Start of Supplied records
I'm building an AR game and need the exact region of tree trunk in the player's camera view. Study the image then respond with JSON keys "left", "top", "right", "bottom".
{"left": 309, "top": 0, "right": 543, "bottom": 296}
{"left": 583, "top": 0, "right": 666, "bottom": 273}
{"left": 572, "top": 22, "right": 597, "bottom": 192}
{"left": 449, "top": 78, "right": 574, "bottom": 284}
End of Supplied records
• **Task to carry out**
Would you return all of the data exactly as it stands above?

• **Solution to this problem**
I'm building an AR game and need the exact region of tree trunk in the player's camera view. Study the image then respond with JSON keys "left", "top", "right", "bottom".
{"left": 309, "top": 0, "right": 543, "bottom": 296}
{"left": 583, "top": 0, "right": 666, "bottom": 273}
{"left": 572, "top": 22, "right": 597, "bottom": 192}
{"left": 449, "top": 78, "right": 574, "bottom": 284}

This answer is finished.